Point-per-instance localization data:
--- START ---

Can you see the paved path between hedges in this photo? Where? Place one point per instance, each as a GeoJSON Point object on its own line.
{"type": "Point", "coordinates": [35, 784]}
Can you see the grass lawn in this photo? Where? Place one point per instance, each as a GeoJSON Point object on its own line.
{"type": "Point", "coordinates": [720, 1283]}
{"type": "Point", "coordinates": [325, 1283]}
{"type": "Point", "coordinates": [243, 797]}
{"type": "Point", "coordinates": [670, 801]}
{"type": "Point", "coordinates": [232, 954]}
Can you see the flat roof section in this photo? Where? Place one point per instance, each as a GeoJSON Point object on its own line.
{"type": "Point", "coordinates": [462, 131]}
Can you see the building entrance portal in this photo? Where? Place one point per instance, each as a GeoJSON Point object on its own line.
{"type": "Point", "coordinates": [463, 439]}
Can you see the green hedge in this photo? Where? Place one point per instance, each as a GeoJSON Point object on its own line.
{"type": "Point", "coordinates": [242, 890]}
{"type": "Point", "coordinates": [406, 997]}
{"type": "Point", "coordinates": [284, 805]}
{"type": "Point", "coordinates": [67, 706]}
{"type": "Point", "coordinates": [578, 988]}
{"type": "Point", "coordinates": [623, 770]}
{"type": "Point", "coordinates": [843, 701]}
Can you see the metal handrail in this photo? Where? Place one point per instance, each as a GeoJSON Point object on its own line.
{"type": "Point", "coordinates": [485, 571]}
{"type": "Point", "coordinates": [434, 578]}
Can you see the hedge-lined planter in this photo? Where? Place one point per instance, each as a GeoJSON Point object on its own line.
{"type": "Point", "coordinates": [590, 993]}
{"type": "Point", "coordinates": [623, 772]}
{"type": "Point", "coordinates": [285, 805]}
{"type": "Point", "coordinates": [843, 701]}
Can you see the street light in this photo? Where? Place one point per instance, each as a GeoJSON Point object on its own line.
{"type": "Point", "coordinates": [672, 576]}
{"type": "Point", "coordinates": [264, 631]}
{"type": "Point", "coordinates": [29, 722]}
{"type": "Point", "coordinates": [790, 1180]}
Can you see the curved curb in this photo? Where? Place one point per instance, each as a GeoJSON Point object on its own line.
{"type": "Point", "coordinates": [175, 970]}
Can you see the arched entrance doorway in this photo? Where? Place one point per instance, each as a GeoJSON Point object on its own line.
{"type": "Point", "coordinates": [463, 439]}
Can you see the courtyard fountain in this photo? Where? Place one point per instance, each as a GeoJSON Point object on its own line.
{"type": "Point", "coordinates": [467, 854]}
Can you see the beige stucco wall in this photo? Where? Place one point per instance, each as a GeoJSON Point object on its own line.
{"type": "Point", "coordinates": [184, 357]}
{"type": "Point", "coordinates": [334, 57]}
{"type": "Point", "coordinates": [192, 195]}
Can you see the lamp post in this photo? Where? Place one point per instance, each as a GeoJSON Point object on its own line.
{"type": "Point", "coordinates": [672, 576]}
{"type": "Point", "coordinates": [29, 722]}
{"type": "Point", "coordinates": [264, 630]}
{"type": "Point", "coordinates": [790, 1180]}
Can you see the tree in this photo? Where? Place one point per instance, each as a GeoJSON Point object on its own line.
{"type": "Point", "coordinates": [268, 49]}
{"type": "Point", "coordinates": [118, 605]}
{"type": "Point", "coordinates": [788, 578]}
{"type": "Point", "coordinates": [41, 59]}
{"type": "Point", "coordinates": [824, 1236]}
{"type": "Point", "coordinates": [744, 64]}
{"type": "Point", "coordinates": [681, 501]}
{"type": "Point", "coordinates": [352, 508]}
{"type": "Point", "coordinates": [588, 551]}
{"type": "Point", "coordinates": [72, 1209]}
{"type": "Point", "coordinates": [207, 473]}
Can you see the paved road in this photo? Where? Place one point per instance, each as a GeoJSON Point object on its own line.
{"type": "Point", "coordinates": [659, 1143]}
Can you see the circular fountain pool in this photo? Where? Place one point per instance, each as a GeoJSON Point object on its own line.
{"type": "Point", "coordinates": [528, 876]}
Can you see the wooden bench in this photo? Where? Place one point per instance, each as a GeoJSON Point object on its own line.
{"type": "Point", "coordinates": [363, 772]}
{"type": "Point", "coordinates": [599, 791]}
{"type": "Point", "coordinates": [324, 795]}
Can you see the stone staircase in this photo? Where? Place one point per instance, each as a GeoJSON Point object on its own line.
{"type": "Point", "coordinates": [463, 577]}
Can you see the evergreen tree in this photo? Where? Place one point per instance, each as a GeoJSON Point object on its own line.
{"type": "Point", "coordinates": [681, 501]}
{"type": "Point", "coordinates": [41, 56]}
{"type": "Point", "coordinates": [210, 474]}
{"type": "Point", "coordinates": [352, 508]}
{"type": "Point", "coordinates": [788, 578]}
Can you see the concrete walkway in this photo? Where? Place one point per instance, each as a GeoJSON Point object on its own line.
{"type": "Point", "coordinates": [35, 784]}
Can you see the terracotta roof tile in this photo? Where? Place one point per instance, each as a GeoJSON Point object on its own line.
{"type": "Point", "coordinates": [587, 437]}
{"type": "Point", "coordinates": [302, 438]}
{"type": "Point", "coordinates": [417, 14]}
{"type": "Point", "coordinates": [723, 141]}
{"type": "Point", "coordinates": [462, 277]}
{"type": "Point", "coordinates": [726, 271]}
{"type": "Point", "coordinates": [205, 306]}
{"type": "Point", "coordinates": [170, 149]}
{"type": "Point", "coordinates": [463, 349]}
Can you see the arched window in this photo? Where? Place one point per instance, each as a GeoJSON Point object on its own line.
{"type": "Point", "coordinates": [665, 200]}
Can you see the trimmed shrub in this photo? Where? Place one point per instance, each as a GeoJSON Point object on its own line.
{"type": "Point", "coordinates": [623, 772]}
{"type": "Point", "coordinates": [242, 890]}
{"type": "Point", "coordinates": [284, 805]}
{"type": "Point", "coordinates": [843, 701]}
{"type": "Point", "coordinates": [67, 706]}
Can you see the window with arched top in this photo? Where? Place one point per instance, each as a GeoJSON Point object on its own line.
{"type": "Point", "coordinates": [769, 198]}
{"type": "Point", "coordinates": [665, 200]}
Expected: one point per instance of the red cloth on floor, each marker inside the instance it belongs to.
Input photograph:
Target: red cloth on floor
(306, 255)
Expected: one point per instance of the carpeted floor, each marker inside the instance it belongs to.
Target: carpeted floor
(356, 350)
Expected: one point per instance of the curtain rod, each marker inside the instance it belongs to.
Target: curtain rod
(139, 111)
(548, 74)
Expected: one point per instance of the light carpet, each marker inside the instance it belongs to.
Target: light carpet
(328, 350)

--- END ---

• [TASK GOAL] The answer should reproduce all of the data without any alteration.

• [RESPONSE TO THE TASK]
Can you see the paved path between hedges in this photo? Where? Place one point per instance, each as a GeoJSON Point object on its own line.
{"type": "Point", "coordinates": [35, 784]}
Can you see the grass lawn in this photo? Where? Place one point per instance, each as a GeoJSON Point object on its own line.
{"type": "Point", "coordinates": [720, 1283]}
{"type": "Point", "coordinates": [325, 1283]}
{"type": "Point", "coordinates": [243, 797]}
{"type": "Point", "coordinates": [670, 801]}
{"type": "Point", "coordinates": [232, 954]}
Can you see the flat roof section in this photo? Where? Place one point per instance, each as a GeoJSON Point object on its own line.
{"type": "Point", "coordinates": [462, 131]}
Can you see the building entrance portal in this photo? Where? Place one point per instance, each as a GeoJSON Point object on its own line.
{"type": "Point", "coordinates": [463, 439]}
Can you see the green hedge in this photo? Where? Place one point per instance, each as a GeoJSON Point object on its own line.
{"type": "Point", "coordinates": [242, 890]}
{"type": "Point", "coordinates": [406, 997]}
{"type": "Point", "coordinates": [284, 805]}
{"type": "Point", "coordinates": [67, 706]}
{"type": "Point", "coordinates": [578, 988]}
{"type": "Point", "coordinates": [623, 770]}
{"type": "Point", "coordinates": [843, 701]}
Can you see the metal handrail in this photo? Where? Place one point per instance, each as a GeoJSON Point object on its own line.
{"type": "Point", "coordinates": [485, 571]}
{"type": "Point", "coordinates": [434, 578]}
Can you see the hedge-lined planter in this photo? Where? Place one point per instance, each as a GeoJSON Point object on its own line.
{"type": "Point", "coordinates": [590, 993]}
{"type": "Point", "coordinates": [623, 772]}
{"type": "Point", "coordinates": [285, 805]}
{"type": "Point", "coordinates": [843, 701]}
Can you see the street light in this photo? Where? Place one point per instance, each as a GeoJSON Point object on its own line.
{"type": "Point", "coordinates": [672, 576]}
{"type": "Point", "coordinates": [264, 631]}
{"type": "Point", "coordinates": [29, 722]}
{"type": "Point", "coordinates": [790, 1180]}
Can you see the curved curb in this photo? Where? Place one point per instance, each as a GeoJSON Point object on its own line.
{"type": "Point", "coordinates": [175, 970]}
Can you see the arched entrance doorway in this photo? Where? Place one point per instance, each as a GeoJSON Point object on its own line.
{"type": "Point", "coordinates": [463, 439]}
Can you see the courtyard fountain in this photo? Where? Place one point per instance, each as a GeoJSON Point object on its own line.
{"type": "Point", "coordinates": [467, 854]}
Can you see the beige stucco wall in this photo? Where? Place one point per instance, each as a GeoJSON Point object on its own line.
{"type": "Point", "coordinates": [184, 357]}
{"type": "Point", "coordinates": [334, 57]}
{"type": "Point", "coordinates": [192, 195]}
Can you see the lamp post in this photo? Where? Place one point per instance, each as a GeoJSON Point object on its own line.
{"type": "Point", "coordinates": [672, 576]}
{"type": "Point", "coordinates": [29, 722]}
{"type": "Point", "coordinates": [264, 630]}
{"type": "Point", "coordinates": [790, 1180]}
Can you see the tree in this photo? Where? Place one point per instance, each as a GeoJSON Point object on its own line.
{"type": "Point", "coordinates": [268, 49]}
{"type": "Point", "coordinates": [118, 605]}
{"type": "Point", "coordinates": [788, 578]}
{"type": "Point", "coordinates": [41, 59]}
{"type": "Point", "coordinates": [824, 1236]}
{"type": "Point", "coordinates": [744, 64]}
{"type": "Point", "coordinates": [681, 501]}
{"type": "Point", "coordinates": [352, 508]}
{"type": "Point", "coordinates": [588, 551]}
{"type": "Point", "coordinates": [72, 1209]}
{"type": "Point", "coordinates": [207, 473]}
Can you see the paved road in this photo? Where? Place one point per instance, each as a GeoJSON Point object on its own line.
{"type": "Point", "coordinates": [659, 1143]}
Can you see the circular fountain pool in this photo? Where? Place one point per instance, each as a GeoJSON Point object on its own line.
{"type": "Point", "coordinates": [528, 876]}
Can you see the wooden bench in this photo? Where? Place one point per instance, each as a GeoJSON Point object on its own line.
{"type": "Point", "coordinates": [363, 772]}
{"type": "Point", "coordinates": [599, 791]}
{"type": "Point", "coordinates": [324, 795]}
Can you see the stone staircase in this photo? Where? Place one point per instance, each as a GeoJSON Point object on its own line.
{"type": "Point", "coordinates": [463, 577]}
Can you see the evergreen tree in this photo? Where? Place one point per instance, each as a GeoJSON Point object on its own line.
{"type": "Point", "coordinates": [681, 501]}
{"type": "Point", "coordinates": [41, 56]}
{"type": "Point", "coordinates": [210, 474]}
{"type": "Point", "coordinates": [352, 508]}
{"type": "Point", "coordinates": [788, 578]}
Can you see the concrete walkway in this photo? Where? Place one point per instance, each as a GeoJSON Point object on its own line.
{"type": "Point", "coordinates": [35, 784]}
Can you see the terracotta roof tile in this photo? Where? Place one point per instance, each as a GeoJSON Point object on its own line.
{"type": "Point", "coordinates": [587, 437]}
{"type": "Point", "coordinates": [302, 438]}
{"type": "Point", "coordinates": [417, 14]}
{"type": "Point", "coordinates": [723, 141]}
{"type": "Point", "coordinates": [462, 277]}
{"type": "Point", "coordinates": [726, 271]}
{"type": "Point", "coordinates": [205, 306]}
{"type": "Point", "coordinates": [170, 149]}
{"type": "Point", "coordinates": [463, 349]}
Can you see the arched window in this photo? Where? Place one point per instance, each as a GeoJSON Point object on its own line.
{"type": "Point", "coordinates": [665, 200]}
Can you see the trimmed shrub in this photo? Where? Place one point per instance, each as a GeoJSON Point object on its own line.
{"type": "Point", "coordinates": [623, 772]}
{"type": "Point", "coordinates": [242, 890]}
{"type": "Point", "coordinates": [284, 805]}
{"type": "Point", "coordinates": [843, 701]}
{"type": "Point", "coordinates": [67, 706]}
Can you see the window with arched top in this photo? Where? Place one point per instance, each as a GeoJSON Point object on its own line.
{"type": "Point", "coordinates": [769, 198]}
{"type": "Point", "coordinates": [665, 200]}
Expected: one point per instance of the red cloth on floor, each marker inside the instance it belongs to.
Input photograph:
Target: red cloth on floor
(306, 255)
Expected: one point per instance of the carpeted floor, each marker inside the instance it belongs to.
Target: carpeted floor
(356, 350)
Expected: one point per instance of the curtain rod, each marker inside the instance it belongs to.
Target: curtain rod
(139, 111)
(548, 74)
Expected: one point per instance of the light carpet, each marker inside the instance it belongs to.
Target: light carpet
(328, 350)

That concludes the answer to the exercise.